TEXTAUSZUG:

------------------------------------------------------------

Die Pilze auf der Pizza sahen aus, als wenn sie mühselige Wochen entbehrungsreicher
Flucht aus einer verbeulten Dose hinter sich hätten, die Salami bog sich unter
der Last triefenden Öls, und der Formfleischvorderschinken - auf diese
Textstelle bin besonders stolz, denn ich glaube, es ist das erste Mal, dass der
Begriff »Formfleischvorderschinken« die deutschen Speisekarten verlässt, um
Eingang in die Prosa zu finden -, der Formfleischvorderschinken also war ein
mahnender Lappen schweinischer Sterblichkeit.
    Die mutmaßliche Pizza habe ich umgehend vergraben - als
Mahnmal vor den Toren der ehemaligen Wiederaufbereitungsanlage. Sollte dort
einmal jemand etwas wirklich Schreckliches finden: Nicht an allem ist die
Atomenergie schuld.
     
    Gott, der Richter 21. März 2006
    Was ich wirklich bewundere, sind Menschen mit sehr tiefem
Glauben. Die glauben ganz fest an etwas, auch wenn es dafür keinerlei Beweise
oder auch nur Anhaltspunkte gibt. So sind sie etwa davon überzeugt, dass der
Gott, der uns erschaffen habe, am Ende unseres irdischen Lebens auch wieder
über uns richtet. Ich glaube, diese Idee stammt von einem Juristen, wahrscheinlich
ein Rechtsanwalt.

------------------------------------------------------------

DATEN:
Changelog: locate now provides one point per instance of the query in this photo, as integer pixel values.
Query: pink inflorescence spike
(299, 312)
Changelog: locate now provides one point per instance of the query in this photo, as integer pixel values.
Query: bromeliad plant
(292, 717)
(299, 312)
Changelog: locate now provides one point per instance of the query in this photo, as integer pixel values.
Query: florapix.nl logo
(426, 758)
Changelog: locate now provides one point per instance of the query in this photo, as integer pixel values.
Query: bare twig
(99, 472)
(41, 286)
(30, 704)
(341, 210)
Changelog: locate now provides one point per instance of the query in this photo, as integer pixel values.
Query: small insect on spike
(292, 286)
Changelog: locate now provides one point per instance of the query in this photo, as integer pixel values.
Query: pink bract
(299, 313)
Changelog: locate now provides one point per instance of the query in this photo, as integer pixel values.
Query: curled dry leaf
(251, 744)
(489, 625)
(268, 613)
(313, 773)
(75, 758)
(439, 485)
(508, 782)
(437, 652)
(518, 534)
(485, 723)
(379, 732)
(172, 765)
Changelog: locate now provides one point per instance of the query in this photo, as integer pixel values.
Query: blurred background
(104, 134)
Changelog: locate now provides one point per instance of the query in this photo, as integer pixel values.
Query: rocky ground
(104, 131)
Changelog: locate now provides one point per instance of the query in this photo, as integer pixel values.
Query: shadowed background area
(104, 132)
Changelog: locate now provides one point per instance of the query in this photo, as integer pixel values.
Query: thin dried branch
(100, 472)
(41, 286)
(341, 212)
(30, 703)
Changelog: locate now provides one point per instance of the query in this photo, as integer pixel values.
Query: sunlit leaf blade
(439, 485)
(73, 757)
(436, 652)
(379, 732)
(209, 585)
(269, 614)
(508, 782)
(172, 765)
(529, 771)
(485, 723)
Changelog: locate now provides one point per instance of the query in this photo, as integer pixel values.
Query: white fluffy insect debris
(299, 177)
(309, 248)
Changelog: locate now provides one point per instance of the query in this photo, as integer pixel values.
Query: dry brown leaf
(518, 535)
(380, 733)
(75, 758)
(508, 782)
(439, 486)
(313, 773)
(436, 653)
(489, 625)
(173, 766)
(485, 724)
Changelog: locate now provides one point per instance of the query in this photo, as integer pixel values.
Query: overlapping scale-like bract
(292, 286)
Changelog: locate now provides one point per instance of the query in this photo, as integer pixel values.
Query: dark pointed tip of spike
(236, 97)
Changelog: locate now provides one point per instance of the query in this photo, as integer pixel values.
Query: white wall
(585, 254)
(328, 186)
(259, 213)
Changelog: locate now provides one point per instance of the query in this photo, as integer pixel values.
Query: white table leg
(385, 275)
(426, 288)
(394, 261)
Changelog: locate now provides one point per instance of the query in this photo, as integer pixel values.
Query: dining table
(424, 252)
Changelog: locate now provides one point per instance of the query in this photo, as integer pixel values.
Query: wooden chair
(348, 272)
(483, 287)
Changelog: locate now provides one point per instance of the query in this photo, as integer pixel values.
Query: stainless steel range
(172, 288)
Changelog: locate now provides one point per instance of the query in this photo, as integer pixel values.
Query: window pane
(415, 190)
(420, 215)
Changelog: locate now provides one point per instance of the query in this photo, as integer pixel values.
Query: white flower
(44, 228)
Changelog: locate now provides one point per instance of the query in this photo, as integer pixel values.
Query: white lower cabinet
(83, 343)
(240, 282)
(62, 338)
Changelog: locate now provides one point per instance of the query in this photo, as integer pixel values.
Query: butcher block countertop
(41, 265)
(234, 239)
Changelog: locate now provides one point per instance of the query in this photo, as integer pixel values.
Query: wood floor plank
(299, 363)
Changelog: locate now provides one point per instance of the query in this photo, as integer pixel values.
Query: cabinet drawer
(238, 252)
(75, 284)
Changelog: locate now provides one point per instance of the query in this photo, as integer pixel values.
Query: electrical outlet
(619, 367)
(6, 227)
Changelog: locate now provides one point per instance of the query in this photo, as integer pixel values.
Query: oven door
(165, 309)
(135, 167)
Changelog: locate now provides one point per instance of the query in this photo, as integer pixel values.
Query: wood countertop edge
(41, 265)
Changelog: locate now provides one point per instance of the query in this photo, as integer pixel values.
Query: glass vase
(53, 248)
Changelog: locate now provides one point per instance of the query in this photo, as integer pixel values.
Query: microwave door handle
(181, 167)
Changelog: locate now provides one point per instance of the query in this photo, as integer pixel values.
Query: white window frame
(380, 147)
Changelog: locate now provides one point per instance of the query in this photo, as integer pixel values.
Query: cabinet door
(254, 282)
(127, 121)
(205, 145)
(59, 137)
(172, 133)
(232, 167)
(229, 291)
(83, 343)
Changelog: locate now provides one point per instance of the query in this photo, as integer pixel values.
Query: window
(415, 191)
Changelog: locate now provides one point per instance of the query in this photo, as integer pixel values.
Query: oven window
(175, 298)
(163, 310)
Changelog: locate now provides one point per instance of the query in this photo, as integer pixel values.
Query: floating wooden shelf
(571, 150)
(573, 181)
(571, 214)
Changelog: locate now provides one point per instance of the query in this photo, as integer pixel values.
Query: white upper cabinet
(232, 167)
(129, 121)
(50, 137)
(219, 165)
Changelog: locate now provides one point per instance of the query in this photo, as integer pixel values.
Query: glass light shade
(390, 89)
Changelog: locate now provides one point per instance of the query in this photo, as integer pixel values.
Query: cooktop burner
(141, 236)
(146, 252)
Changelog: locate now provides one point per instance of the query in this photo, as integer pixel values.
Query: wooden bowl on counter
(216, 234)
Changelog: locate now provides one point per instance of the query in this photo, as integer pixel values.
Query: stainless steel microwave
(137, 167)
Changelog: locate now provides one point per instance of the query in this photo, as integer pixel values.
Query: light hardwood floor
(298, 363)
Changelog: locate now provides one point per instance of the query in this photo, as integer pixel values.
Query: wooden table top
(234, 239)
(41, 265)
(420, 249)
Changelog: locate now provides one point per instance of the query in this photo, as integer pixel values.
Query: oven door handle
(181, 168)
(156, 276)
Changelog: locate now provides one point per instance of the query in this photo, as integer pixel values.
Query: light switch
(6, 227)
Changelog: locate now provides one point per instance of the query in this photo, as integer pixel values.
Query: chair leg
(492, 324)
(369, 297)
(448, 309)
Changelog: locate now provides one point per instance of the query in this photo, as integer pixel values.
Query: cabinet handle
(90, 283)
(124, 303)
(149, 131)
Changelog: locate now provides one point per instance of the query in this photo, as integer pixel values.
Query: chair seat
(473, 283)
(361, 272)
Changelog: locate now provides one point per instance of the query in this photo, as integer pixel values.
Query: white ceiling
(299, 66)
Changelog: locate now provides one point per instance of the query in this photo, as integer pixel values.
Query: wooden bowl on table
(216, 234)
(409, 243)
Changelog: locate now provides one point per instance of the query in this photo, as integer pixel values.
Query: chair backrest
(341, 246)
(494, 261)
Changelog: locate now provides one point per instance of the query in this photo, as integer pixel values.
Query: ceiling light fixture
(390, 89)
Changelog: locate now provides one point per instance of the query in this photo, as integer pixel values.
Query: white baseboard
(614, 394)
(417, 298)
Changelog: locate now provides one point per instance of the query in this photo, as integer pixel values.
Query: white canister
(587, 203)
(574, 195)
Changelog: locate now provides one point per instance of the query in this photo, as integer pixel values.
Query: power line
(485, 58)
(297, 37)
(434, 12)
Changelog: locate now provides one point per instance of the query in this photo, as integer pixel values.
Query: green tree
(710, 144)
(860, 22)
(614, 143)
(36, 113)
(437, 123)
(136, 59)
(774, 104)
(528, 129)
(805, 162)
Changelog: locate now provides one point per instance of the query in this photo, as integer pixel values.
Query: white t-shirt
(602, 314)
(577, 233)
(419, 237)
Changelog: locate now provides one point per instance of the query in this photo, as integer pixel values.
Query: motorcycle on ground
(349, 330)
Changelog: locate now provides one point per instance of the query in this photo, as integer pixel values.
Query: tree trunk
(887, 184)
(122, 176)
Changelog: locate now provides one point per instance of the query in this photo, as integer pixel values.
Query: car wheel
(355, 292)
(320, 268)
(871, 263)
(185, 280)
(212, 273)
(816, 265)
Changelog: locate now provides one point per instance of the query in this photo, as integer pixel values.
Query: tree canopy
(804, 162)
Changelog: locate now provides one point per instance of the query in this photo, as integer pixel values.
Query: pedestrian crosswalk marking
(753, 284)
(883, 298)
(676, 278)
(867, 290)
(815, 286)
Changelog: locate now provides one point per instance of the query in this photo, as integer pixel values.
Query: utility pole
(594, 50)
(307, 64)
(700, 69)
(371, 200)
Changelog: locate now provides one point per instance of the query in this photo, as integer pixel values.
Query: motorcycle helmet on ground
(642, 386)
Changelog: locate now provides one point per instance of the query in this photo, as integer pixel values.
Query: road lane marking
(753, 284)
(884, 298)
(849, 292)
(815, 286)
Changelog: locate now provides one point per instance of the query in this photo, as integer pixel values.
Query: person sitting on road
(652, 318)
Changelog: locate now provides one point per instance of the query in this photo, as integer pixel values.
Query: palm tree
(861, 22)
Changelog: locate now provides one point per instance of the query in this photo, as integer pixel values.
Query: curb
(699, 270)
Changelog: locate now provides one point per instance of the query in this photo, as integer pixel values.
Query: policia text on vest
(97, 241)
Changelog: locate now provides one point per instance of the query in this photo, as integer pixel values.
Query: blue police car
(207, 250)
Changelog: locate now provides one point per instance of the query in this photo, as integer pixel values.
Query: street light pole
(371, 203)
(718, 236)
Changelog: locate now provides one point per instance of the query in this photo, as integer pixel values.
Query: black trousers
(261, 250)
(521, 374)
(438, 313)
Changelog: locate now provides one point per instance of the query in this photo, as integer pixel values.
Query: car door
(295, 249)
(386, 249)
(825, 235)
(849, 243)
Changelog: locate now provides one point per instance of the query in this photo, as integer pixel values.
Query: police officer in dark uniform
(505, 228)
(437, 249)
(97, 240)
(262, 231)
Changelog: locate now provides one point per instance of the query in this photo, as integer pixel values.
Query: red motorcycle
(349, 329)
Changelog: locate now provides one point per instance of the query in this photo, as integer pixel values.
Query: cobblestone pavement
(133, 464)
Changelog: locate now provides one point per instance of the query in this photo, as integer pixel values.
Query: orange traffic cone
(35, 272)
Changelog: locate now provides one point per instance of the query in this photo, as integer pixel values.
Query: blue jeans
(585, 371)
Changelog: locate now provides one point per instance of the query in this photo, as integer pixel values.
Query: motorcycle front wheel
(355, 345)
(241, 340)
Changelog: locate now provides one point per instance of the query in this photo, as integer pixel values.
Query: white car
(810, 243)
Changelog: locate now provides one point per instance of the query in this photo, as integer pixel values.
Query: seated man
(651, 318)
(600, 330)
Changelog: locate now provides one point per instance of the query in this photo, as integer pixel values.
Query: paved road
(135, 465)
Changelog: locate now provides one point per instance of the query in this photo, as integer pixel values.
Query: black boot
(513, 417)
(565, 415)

------------------------------------------------------------

AUFGABE:
Gib den Abschnitt des Textauszugs, der mit „Die mutmaßliche Pizza“ beginnt und mit „Atomenergie schuld.“ endet, wortgetreu wieder.

LÖSUNG:
Die mutmaßliche Pizza habe ich umgehend vergraben - als
Mahnmal vor den Toren der ehemaligen Wiederaufbereitungsanlage. Sollte dort
einmal jemand etwas wirklich Schreckliches finden: Nicht an allem ist die
Atomenergie schuld.